[Dataset entries]

--------

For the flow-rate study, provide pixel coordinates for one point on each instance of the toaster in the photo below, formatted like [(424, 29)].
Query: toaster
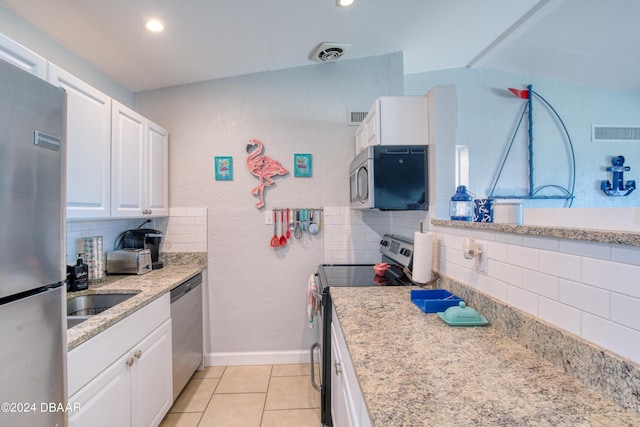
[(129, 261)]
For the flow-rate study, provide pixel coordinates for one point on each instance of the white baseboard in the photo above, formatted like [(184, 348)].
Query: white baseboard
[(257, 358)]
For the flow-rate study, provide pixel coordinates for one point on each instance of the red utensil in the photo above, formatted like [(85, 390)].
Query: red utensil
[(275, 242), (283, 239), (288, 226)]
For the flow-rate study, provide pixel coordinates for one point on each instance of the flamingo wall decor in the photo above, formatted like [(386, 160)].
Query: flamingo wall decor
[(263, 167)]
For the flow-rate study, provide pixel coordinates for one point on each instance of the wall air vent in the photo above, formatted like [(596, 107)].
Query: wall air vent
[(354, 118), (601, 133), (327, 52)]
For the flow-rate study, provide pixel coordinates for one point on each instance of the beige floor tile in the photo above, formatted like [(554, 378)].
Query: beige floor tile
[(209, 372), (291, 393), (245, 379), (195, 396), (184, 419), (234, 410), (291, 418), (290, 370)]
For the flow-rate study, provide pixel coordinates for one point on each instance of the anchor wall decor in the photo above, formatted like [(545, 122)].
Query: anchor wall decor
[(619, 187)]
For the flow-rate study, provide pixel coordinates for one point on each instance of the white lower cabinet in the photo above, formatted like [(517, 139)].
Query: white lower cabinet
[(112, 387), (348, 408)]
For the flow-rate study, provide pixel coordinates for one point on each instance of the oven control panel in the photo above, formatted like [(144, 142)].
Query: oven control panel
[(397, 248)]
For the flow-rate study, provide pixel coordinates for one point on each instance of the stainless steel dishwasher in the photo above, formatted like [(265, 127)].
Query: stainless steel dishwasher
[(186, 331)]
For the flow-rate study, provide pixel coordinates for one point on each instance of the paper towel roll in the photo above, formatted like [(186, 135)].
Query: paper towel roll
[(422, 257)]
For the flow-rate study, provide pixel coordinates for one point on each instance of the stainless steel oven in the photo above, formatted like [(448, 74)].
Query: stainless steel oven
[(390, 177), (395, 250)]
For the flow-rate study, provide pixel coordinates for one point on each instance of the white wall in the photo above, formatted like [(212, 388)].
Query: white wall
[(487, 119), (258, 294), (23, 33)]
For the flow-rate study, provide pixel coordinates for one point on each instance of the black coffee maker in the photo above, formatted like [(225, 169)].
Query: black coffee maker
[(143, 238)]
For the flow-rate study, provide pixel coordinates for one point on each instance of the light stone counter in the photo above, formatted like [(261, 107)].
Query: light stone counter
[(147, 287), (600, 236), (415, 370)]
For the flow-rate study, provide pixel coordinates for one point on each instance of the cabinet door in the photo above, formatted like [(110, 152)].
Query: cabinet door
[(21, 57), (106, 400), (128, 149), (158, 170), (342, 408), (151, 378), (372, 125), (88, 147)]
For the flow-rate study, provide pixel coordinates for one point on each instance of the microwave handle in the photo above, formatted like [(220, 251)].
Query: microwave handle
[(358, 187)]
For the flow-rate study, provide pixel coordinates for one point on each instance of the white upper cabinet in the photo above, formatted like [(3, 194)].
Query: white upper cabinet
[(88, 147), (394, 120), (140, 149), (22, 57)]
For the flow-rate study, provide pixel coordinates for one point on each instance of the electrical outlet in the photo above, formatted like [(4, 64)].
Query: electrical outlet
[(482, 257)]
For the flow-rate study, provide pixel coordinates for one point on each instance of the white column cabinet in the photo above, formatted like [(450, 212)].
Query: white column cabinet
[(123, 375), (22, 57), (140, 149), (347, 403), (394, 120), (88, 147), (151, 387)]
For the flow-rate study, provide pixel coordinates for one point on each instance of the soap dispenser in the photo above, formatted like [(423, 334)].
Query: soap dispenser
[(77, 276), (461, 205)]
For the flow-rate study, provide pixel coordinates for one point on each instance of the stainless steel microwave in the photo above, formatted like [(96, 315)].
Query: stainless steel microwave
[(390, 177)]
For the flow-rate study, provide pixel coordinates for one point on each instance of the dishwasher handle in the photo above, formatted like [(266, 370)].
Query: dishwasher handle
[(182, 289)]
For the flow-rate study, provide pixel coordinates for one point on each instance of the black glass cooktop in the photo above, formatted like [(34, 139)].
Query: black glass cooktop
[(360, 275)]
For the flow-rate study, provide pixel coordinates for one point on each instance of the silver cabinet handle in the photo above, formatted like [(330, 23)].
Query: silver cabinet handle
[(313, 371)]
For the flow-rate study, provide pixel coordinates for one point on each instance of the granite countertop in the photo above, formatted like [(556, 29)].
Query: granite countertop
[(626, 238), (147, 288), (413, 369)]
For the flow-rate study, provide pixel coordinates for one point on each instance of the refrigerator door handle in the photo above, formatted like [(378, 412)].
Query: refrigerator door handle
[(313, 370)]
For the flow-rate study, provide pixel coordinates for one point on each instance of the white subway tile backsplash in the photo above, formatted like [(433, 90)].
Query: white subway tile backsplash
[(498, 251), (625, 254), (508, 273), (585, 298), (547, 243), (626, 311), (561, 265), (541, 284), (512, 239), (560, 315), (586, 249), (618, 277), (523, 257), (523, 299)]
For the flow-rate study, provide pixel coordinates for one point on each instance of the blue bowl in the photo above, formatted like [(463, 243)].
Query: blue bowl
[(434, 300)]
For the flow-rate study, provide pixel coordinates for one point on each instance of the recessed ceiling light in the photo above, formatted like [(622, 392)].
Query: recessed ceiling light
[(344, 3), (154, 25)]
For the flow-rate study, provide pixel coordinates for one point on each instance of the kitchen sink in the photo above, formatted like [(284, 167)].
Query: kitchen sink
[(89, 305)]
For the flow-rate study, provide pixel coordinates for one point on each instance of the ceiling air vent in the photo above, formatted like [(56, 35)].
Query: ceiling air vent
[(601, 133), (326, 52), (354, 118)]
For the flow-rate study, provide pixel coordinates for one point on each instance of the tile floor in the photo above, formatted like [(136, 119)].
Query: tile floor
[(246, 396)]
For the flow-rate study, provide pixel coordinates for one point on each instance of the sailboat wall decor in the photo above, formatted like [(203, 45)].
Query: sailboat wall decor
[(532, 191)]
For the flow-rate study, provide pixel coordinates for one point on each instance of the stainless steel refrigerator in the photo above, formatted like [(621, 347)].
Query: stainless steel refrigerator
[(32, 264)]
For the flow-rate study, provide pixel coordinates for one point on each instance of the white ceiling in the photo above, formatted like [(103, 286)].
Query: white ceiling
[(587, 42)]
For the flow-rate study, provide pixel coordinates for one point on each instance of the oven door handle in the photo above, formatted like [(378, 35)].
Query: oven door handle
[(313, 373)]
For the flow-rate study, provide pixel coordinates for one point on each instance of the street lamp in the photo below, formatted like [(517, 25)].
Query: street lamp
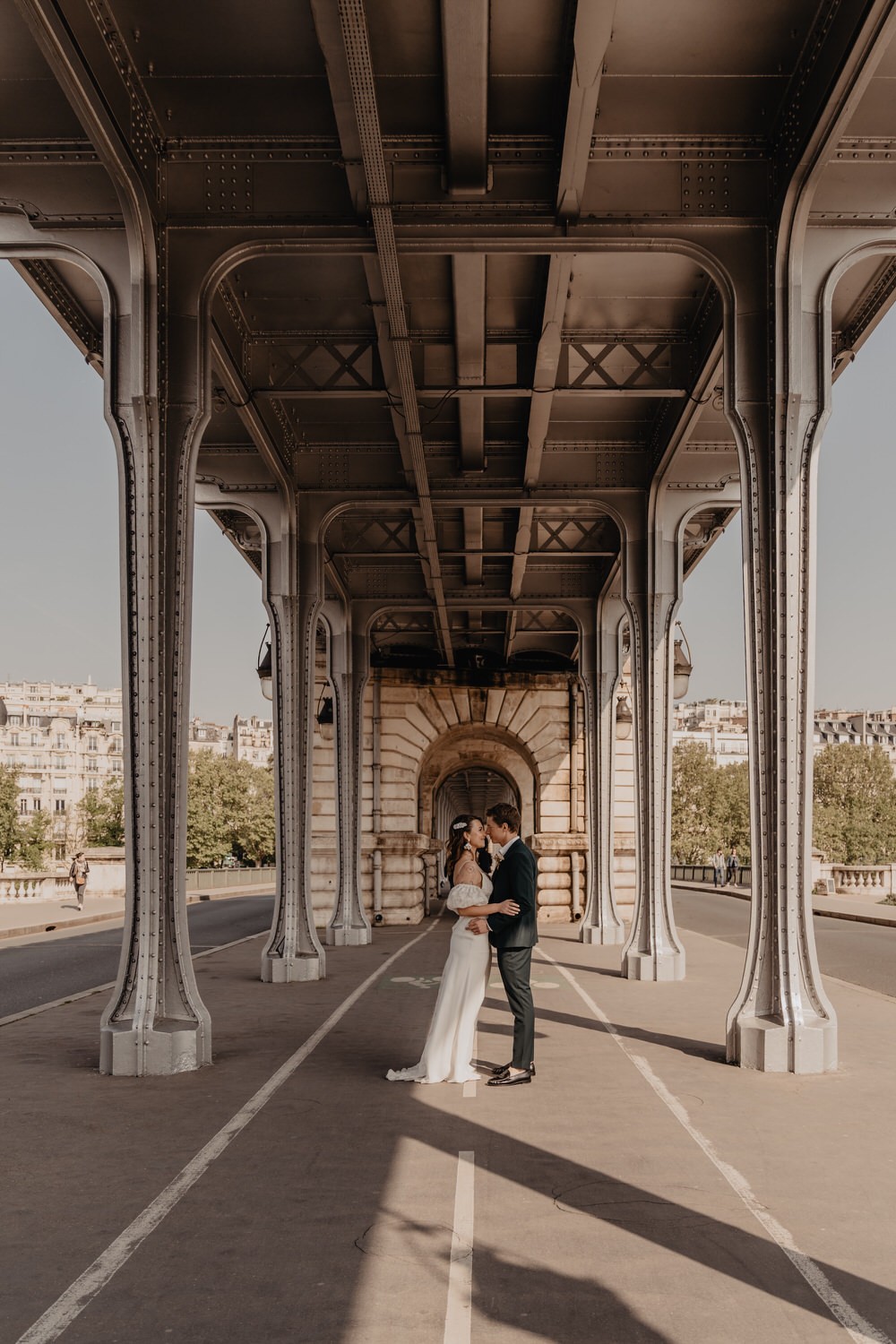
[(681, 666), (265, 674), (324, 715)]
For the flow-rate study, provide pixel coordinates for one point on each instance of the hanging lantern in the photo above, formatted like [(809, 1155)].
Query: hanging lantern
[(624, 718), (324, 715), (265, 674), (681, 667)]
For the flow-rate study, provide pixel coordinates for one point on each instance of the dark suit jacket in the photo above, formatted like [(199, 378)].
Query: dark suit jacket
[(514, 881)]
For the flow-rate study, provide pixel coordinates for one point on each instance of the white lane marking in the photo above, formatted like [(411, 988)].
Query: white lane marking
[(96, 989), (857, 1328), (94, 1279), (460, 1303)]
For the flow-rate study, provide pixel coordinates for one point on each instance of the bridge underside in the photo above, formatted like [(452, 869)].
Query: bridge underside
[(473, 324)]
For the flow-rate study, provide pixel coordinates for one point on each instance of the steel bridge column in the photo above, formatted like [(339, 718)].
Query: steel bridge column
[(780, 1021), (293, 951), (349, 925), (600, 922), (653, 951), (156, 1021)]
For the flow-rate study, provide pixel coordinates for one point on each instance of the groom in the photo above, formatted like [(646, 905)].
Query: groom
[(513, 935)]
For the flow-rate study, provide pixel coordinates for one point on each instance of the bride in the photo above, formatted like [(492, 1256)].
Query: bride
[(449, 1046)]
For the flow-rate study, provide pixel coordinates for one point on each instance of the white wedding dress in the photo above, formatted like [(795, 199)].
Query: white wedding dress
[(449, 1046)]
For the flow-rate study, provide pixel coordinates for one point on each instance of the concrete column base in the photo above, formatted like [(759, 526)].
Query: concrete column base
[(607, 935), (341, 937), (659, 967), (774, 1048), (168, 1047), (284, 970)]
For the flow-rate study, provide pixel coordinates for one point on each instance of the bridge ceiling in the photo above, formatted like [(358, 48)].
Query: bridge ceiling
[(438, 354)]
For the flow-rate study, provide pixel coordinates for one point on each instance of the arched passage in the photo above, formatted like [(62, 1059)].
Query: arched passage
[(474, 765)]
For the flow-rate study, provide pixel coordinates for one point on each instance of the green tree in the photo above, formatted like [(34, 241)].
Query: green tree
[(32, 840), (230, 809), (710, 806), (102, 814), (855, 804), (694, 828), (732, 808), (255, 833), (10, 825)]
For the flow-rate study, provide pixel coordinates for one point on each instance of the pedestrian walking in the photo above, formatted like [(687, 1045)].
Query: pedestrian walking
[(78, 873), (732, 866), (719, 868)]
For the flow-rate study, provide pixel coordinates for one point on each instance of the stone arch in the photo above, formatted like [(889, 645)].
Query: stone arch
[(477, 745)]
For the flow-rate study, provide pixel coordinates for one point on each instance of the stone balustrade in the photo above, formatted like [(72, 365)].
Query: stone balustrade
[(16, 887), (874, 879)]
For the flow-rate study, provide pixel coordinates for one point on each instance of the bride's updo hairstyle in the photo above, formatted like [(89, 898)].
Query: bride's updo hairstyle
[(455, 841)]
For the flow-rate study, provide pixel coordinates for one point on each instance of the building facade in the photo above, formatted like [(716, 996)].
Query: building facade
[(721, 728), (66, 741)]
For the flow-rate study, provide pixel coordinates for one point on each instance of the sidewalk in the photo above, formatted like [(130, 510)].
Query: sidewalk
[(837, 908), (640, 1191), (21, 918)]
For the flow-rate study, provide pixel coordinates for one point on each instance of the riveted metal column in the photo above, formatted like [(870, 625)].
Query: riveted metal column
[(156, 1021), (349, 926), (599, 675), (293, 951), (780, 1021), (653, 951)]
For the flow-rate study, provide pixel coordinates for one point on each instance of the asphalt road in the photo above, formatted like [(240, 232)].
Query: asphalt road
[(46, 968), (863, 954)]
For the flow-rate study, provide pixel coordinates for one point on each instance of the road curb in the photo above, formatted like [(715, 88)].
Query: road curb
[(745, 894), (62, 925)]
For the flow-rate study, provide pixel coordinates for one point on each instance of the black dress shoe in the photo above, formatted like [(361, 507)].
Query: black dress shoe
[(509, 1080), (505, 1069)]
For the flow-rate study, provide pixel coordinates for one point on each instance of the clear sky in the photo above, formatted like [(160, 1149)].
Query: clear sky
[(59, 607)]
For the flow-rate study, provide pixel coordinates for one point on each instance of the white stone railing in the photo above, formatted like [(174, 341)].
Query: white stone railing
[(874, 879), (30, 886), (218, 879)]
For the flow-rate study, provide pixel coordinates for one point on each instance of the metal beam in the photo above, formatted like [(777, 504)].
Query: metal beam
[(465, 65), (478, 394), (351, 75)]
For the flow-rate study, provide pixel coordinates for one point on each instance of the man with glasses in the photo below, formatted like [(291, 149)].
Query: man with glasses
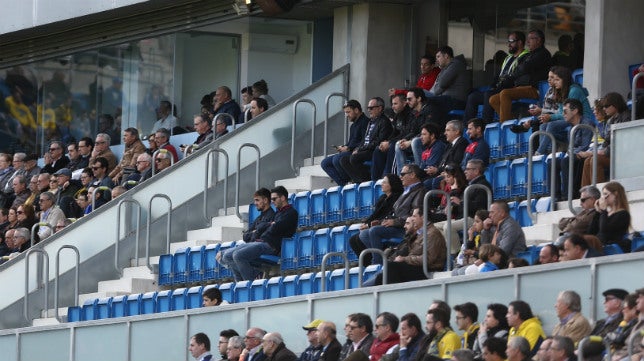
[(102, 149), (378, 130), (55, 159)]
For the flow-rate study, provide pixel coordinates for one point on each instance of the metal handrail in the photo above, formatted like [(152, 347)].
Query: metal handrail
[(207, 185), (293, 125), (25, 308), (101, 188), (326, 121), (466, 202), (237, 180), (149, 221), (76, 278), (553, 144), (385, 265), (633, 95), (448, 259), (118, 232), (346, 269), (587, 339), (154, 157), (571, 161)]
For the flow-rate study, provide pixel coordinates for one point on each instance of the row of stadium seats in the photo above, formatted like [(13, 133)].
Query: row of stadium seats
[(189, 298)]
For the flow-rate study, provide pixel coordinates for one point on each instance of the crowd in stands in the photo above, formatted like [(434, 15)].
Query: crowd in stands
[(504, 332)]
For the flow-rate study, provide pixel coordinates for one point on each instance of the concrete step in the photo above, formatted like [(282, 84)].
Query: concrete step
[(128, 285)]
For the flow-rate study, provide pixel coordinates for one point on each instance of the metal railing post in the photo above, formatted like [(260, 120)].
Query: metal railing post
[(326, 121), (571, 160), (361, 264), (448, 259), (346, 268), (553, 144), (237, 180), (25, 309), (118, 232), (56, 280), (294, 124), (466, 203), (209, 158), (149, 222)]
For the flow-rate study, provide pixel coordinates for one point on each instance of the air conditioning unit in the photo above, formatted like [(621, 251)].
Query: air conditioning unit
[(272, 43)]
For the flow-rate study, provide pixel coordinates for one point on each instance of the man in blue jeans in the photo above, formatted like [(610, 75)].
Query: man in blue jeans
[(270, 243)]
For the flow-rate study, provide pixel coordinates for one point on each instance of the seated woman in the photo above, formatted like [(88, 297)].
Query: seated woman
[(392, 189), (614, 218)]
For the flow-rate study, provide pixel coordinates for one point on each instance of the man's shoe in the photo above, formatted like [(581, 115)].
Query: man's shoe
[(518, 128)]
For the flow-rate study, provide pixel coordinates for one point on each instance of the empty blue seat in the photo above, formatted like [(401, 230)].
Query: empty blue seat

--------

▸ **Task details**:
Copy the records above word for word, from their first line through the line that contains "[(275, 242), (283, 239), (288, 226)]", both included. Leave out the pictures.

▸ **Response to the task**:
For the flow-rate study, provide pixel coordinates for one point on each instance of the toaster in the photo below, formatted like [(424, 29)].
Query: toaster
[(129, 261)]
For the flow-rate study, provide pixel coordinates for one point on each instance of the white baseboard in the photo above, formatted like [(184, 348)].
Query: white baseboard
[(257, 358)]
For the flow-rate study, provide pixel coordinates for one point on each instance of the red utensil in the photo above, formatted like [(85, 390)].
Query: red utensil
[(275, 242), (283, 239), (288, 226)]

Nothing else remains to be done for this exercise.